╔══

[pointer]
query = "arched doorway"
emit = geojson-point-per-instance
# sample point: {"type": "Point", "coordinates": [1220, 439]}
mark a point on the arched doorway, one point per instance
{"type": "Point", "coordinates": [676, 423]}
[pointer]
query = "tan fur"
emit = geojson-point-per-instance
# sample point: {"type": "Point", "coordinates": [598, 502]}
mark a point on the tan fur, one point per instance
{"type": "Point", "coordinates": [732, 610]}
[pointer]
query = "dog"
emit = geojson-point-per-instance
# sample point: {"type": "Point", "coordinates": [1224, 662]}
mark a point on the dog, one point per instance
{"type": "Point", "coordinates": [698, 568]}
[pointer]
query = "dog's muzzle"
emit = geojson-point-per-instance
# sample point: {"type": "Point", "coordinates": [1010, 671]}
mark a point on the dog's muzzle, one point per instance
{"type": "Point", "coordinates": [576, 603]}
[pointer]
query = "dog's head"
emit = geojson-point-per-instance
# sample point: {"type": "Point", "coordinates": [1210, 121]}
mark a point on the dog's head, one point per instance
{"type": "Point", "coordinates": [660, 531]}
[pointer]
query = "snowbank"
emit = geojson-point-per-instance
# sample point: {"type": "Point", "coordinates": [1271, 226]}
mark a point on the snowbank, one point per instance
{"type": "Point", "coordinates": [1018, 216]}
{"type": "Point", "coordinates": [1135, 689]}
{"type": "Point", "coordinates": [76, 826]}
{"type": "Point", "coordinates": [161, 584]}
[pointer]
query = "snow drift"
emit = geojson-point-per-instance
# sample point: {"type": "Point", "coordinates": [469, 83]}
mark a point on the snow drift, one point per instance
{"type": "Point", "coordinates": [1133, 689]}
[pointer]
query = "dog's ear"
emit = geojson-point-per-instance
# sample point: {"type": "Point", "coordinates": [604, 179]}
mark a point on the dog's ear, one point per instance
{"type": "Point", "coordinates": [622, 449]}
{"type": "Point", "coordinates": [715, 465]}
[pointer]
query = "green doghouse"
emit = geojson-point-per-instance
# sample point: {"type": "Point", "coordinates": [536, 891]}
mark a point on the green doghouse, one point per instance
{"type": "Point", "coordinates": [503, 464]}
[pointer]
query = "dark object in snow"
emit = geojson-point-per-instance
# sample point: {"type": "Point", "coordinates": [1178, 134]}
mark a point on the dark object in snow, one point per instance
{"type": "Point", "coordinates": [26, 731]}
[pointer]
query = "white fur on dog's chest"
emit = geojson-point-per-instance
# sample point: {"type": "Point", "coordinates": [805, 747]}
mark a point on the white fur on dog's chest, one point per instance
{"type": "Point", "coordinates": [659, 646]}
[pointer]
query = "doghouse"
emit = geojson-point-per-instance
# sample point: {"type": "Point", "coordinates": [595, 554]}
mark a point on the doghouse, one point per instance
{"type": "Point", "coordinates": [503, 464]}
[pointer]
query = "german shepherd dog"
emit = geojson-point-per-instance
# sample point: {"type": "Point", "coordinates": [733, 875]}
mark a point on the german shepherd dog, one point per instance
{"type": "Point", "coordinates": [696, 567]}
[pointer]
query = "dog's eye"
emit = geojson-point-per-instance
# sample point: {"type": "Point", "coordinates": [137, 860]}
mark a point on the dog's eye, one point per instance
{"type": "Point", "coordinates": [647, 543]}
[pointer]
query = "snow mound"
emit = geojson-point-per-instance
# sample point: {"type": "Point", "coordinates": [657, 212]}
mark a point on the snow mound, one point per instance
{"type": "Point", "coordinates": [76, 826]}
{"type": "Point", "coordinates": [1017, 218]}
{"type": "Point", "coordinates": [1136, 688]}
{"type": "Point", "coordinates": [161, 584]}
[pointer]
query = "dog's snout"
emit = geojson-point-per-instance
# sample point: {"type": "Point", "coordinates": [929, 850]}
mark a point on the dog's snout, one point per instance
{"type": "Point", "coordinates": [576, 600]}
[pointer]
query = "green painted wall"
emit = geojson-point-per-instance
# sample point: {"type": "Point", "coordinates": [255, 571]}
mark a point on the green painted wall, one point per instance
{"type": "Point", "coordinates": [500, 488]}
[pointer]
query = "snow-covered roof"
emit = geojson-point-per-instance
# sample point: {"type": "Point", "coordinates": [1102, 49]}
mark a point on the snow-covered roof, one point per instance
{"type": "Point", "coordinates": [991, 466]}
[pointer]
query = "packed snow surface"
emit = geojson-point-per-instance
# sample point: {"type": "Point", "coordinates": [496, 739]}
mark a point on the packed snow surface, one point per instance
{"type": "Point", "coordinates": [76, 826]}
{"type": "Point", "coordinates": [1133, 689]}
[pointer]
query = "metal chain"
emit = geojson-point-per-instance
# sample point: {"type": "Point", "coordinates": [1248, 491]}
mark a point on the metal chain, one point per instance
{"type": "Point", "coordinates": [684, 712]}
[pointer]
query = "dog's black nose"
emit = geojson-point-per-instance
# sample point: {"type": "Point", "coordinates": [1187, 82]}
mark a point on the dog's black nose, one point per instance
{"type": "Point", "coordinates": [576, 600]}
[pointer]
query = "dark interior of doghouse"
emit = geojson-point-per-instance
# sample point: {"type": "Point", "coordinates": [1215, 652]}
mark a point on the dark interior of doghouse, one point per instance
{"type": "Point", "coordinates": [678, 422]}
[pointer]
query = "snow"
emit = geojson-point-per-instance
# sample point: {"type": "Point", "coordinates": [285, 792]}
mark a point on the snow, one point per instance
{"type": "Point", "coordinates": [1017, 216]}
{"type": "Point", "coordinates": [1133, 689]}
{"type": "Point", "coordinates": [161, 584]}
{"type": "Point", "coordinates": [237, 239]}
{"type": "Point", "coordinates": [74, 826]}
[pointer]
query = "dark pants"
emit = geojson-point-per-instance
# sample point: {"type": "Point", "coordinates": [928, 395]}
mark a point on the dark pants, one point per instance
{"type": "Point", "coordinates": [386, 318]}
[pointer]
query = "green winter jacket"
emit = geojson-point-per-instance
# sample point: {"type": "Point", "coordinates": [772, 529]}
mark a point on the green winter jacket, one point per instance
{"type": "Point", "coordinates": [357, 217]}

╚══

Exercise objective
Please output the entire listing exactly as it stands.

Full response
[pointer]
query = "arched doorway"
emit = geojson-point-per-instance
# sample point: {"type": "Point", "coordinates": [1220, 439]}
mark a point on the arched doorway, one point per instance
{"type": "Point", "coordinates": [676, 423]}
[pointer]
query = "tan fur"
emit = geojson-point-per-instance
# sample point: {"type": "Point", "coordinates": [598, 502]}
mark a point on the tan fur, one point per instance
{"type": "Point", "coordinates": [732, 610]}
[pointer]
query = "dog"
emit = geojson-point-per-instance
# sample point: {"type": "Point", "coordinates": [1224, 662]}
mark a point on the dog, one point per instance
{"type": "Point", "coordinates": [698, 568]}
[pointer]
query = "dog's muzzle"
emit = geojson-point-per-instance
# sample point: {"type": "Point", "coordinates": [1010, 671]}
mark a point on the dog's muzzle, one point per instance
{"type": "Point", "coordinates": [576, 603]}
[pointer]
query = "dog's head"
emit = geojson-point-per-instance
# sample point: {"type": "Point", "coordinates": [1210, 121]}
mark a point on the dog's head, one point per instance
{"type": "Point", "coordinates": [660, 531]}
[pointer]
query = "snowbank"
emit = geojson-point-per-instance
# sample point: {"type": "Point", "coordinates": [1271, 226]}
mark a point on the snowbank, one point per instance
{"type": "Point", "coordinates": [1018, 216]}
{"type": "Point", "coordinates": [1135, 689]}
{"type": "Point", "coordinates": [76, 826]}
{"type": "Point", "coordinates": [161, 584]}
[pointer]
query = "snow drift"
emit = geojson-point-per-instance
# sample point: {"type": "Point", "coordinates": [469, 83]}
mark a point on the snow drift, one point per instance
{"type": "Point", "coordinates": [1133, 689]}
[pointer]
query = "dog's ear"
emit = geojson-point-per-instance
# sample point: {"type": "Point", "coordinates": [604, 179]}
mark a point on the dog's ear, one point per instance
{"type": "Point", "coordinates": [622, 449]}
{"type": "Point", "coordinates": [715, 465]}
[pointer]
query = "green doghouse"
emit = geojson-point-per-instance
# sample point: {"type": "Point", "coordinates": [536, 891]}
mark a point on the green doghouse, one point per instance
{"type": "Point", "coordinates": [503, 464]}
[pointer]
query = "dark object in snow"
emit = geojson-point-per-instance
# sample point: {"type": "Point", "coordinates": [1178, 134]}
mark a point on the dark object in snow, one point per instance
{"type": "Point", "coordinates": [26, 731]}
[pointer]
query = "white fur on dog's chest"
emit = geojson-point-per-instance
# sample point: {"type": "Point", "coordinates": [805, 747]}
mark a point on the white fur on dog's chest, one point per instance
{"type": "Point", "coordinates": [659, 646]}
[pointer]
query = "doghouse"
emit = geojson-point-per-instance
# sample point: {"type": "Point", "coordinates": [595, 554]}
mark a point on the doghouse, one point per instance
{"type": "Point", "coordinates": [503, 464]}
[pointer]
query = "german shepherd dog"
emit = geojson-point-per-instance
# sample point: {"type": "Point", "coordinates": [733, 875]}
mark a point on the german shepherd dog, one point per instance
{"type": "Point", "coordinates": [696, 567]}
[pointer]
query = "dog's eye"
emit = geojson-point-per-instance
# sample point: {"type": "Point", "coordinates": [137, 860]}
mark a point on the dog's eye, one point per instance
{"type": "Point", "coordinates": [647, 543]}
[pointer]
query = "snow mound"
emit = geojson-point-per-instance
# sample point: {"type": "Point", "coordinates": [657, 212]}
mark a point on the snow mound, one point per instance
{"type": "Point", "coordinates": [76, 826]}
{"type": "Point", "coordinates": [1017, 218]}
{"type": "Point", "coordinates": [1136, 688]}
{"type": "Point", "coordinates": [161, 584]}
[pointer]
query = "dog's snout"
emit = geojson-point-per-instance
# sample point: {"type": "Point", "coordinates": [929, 850]}
mark a point on the dog's snout, one point per instance
{"type": "Point", "coordinates": [576, 600]}
[pointer]
query = "green painted wall"
emit = geojson-point-per-instance
# sample point: {"type": "Point", "coordinates": [255, 571]}
mark a point on the green painted wall, one point per instance
{"type": "Point", "coordinates": [500, 488]}
[pointer]
query = "snow-covered roof"
emit = geojson-point-per-instance
# sample point: {"type": "Point", "coordinates": [1102, 49]}
mark a point on the snow-covered roof, one point per instance
{"type": "Point", "coordinates": [991, 466]}
[pointer]
query = "packed snow surface"
emit = geojson-point-per-instance
# sample point: {"type": "Point", "coordinates": [496, 739]}
mark a point on the packed snow surface, one point per instance
{"type": "Point", "coordinates": [76, 826]}
{"type": "Point", "coordinates": [1133, 689]}
[pointer]
query = "metal chain"
emit = geojson-point-per-instance
# sample point: {"type": "Point", "coordinates": [1248, 491]}
mark a point on the metal chain, one point per instance
{"type": "Point", "coordinates": [684, 712]}
[pointer]
query = "dog's black nose"
emit = geojson-point-per-instance
# sample point: {"type": "Point", "coordinates": [1187, 82]}
mark a point on the dog's black nose, one point per instance
{"type": "Point", "coordinates": [576, 600]}
[pointer]
query = "dark interior of doghouse"
emit = geojson-point-per-instance
# sample point: {"type": "Point", "coordinates": [1215, 652]}
mark a point on the dark interior of doghouse, one point per instance
{"type": "Point", "coordinates": [678, 422]}
[pointer]
query = "snow"
emit = geojson-point-per-instance
# sample point: {"type": "Point", "coordinates": [285, 792]}
mark a point on the snow, one point per instance
{"type": "Point", "coordinates": [1017, 216]}
{"type": "Point", "coordinates": [1133, 689]}
{"type": "Point", "coordinates": [161, 584]}
{"type": "Point", "coordinates": [237, 239]}
{"type": "Point", "coordinates": [74, 826]}
[pointer]
query = "dark pants"
emit = geojson-point-per-instance
# sample point: {"type": "Point", "coordinates": [928, 395]}
mark a point on the dark pants, one point per instance
{"type": "Point", "coordinates": [386, 318]}
[pointer]
query = "green winter jacket"
emit = geojson-point-per-instance
# sample point: {"type": "Point", "coordinates": [772, 529]}
mark a point on the green winter jacket, one point per instance
{"type": "Point", "coordinates": [357, 217]}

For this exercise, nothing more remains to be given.